_Extrait à lire_
Comment intéresser les citoyens aux enjeux idéologiques liés à l’impact de la technologie ?
Il faut être prudent sur les débats superficiels autour de la technologie : on parle beaucoup de fonctionnalités, d’efficacité technologique, etc., mais pas nécessairement de son intersection avec l’éducation des enfants, la culture, l’art, les émotions, etc. Dans mon livre, j’explique justement que les technologies ne sont pas neutres par exemple au regard des limites de l’usage de la reconnaissance faciale qui sont des outils qui peuvent limiter la liberté et les droits démocratiques. Il est vrai que les citoyens ne se soucient effectivement pas vraiment de l’éthique de l’IA, mais se sentent concernés s’ils comprennent qu’un gouvernement est capable de les suivre dans les lieux publics, ils ne s’intéressent pas au fait d’interdire les portables dans les écoles cependant ils se sentent concernés quand les médias sociaux ont des impacts négatifs sur leurs enfants.

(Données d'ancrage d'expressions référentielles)
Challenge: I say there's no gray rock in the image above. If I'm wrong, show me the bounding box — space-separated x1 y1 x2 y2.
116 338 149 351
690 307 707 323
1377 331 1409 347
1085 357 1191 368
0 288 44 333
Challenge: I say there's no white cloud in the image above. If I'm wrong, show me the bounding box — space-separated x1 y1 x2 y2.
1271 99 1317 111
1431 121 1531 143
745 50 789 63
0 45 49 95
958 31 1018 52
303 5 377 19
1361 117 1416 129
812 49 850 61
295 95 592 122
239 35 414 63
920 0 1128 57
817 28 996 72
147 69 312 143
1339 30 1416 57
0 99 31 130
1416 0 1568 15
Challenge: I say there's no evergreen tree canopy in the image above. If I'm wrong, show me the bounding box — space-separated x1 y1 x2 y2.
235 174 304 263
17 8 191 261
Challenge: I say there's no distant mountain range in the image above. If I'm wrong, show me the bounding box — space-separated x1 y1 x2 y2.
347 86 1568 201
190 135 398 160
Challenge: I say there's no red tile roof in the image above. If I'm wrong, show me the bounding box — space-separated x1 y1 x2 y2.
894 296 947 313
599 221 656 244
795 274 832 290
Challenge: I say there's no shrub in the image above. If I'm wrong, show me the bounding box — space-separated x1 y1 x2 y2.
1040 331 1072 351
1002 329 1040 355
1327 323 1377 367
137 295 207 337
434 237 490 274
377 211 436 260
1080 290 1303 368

_Consigne_
D'après l'extrait sur l'impact de la technologie, avec quels domaines l'intersection de la technologie n'est-elle pas nécessairement abordée dans les débats ? Citez-les tous.

_Résultat_
L'éducation des enfants, la culture, l'art et les émotions.